____ GIVEN RECORDS
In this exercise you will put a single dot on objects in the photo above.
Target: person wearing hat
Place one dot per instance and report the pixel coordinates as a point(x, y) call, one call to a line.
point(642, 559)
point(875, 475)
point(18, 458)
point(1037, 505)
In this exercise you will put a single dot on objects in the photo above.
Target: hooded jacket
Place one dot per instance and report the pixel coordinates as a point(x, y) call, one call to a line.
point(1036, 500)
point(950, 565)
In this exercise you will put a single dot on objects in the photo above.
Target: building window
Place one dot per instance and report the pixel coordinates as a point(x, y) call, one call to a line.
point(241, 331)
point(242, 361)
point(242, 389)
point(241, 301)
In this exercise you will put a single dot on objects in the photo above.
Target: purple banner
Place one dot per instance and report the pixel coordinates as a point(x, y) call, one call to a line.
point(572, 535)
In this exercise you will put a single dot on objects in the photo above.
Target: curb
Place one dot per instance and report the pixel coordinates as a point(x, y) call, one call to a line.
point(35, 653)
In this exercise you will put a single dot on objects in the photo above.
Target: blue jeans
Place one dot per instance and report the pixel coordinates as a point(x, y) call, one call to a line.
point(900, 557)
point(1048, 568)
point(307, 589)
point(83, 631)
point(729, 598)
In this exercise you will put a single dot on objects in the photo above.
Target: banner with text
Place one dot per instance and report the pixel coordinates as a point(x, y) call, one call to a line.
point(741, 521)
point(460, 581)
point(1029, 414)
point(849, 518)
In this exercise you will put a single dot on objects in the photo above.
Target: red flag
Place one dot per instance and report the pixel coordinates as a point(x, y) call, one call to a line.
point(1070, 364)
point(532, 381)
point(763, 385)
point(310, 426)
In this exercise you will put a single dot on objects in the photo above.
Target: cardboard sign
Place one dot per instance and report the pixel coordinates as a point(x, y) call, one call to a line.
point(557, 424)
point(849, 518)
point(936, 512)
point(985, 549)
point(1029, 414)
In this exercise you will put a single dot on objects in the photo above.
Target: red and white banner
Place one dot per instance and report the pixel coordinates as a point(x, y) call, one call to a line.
________
### AIM
Reproduce everything from the first line of the records down to the line containing "point(310, 426)", with that line included, and leave every character unchanged.

### FULL ANSWER
In this exercise you will put a single dot on objects in the photo above.
Target: person wearing hat
Place one dot per instance and report the pixel coordinates as a point(x, y) call, one call to a line.
point(642, 559)
point(875, 475)
point(18, 458)
point(1037, 505)
In this exercise you will put a single dot on objects in the photo above.
Target: hooded jacket
Place one dot per instance and report the pixel coordinates as a point(x, y) call, one call to a line.
point(1036, 500)
point(950, 565)
In this exercise you will put a single dot on objects in the photo above.
Target: building window
Place one dot per instance and report the pixel coordinates as a point(x, y) call, one call to a line.
point(241, 331)
point(242, 361)
point(242, 389)
point(241, 301)
In this exercise you will put a single dot on objects in the photo above.
Target: purple banner
Place one dot per instance and report the pixel coordinates as a point(x, y) call, one call to a line.
point(572, 535)
In this exercise you will put a single dot on objects in the photo above.
Target: curb
Place one dot per instance and report the pixel coordinates as a point(x, y) call, one call to a line.
point(35, 653)
In this exercise you will put a single dot on objects in the photo above.
Target: blue jeans
Place one dot per instance and report the pixel coordinates as a point(x, y) call, one call to a line.
point(900, 557)
point(1048, 568)
point(307, 589)
point(83, 631)
point(729, 598)
In this exercise you will put a single dot on objects in the photo above.
Target: banner with text
Place one dot per instance and report the pixel coordinates as a point(x, y) call, one call to a line.
point(741, 521)
point(460, 581)
point(1029, 414)
point(849, 518)
In this exercise you will put a single dot on objects in the photo above.
Target: red flag
Place one dot per instance and report the pixel coordinates as a point(x, y) call, one call to a line.
point(1070, 364)
point(532, 381)
point(763, 385)
point(310, 426)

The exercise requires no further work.